Named-object pointing records:
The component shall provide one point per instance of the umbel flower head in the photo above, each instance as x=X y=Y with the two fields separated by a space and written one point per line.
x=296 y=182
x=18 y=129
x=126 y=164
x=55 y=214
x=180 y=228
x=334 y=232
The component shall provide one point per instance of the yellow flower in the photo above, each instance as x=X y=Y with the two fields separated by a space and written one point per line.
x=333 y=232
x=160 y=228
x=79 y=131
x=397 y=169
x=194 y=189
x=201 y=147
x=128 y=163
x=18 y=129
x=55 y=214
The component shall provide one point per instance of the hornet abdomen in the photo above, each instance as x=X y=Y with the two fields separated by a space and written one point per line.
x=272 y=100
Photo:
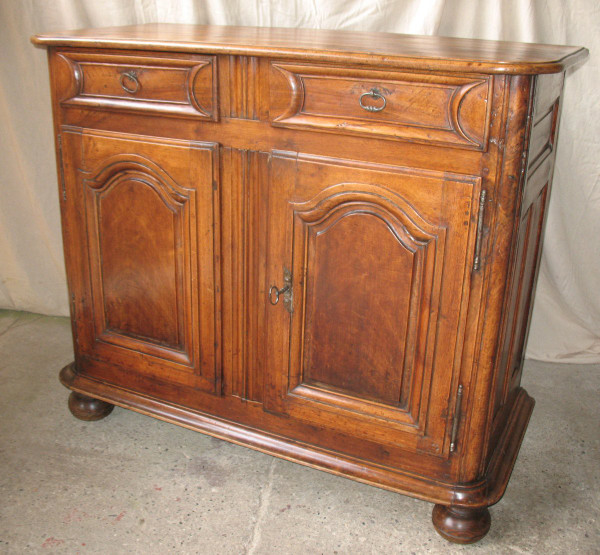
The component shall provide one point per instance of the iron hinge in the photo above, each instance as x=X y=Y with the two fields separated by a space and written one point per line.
x=456 y=419
x=61 y=168
x=479 y=238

- Set exercise -
Retype all of the records above verbatim, omitting the pictures.

- Exercise result -
The component shall provide one point per instance of the umbel flower head in the photo above, each instance as x=X y=Y with the two fields separated by a space and written one point per line.
x=296 y=182
x=18 y=129
x=126 y=164
x=55 y=214
x=180 y=228
x=334 y=232
The component shall provide one point per instance of the yellow flower in the photo above, each instance as x=X y=Y with the two fields separated by a space and written one point per line.
x=333 y=232
x=160 y=228
x=79 y=131
x=397 y=169
x=194 y=189
x=201 y=147
x=128 y=163
x=18 y=129
x=55 y=214
The component shall provide one point per instance of the hornet abdomen in the photo above, each instance as x=X y=Y with the two fields separated by a space and written one point per line.
x=272 y=100
Photo:
The component shall provide one point per instance of the iron hinge in the photo above, each instance as x=X y=Y with the two fields separated by a space and written one point per line.
x=456 y=419
x=61 y=168
x=479 y=238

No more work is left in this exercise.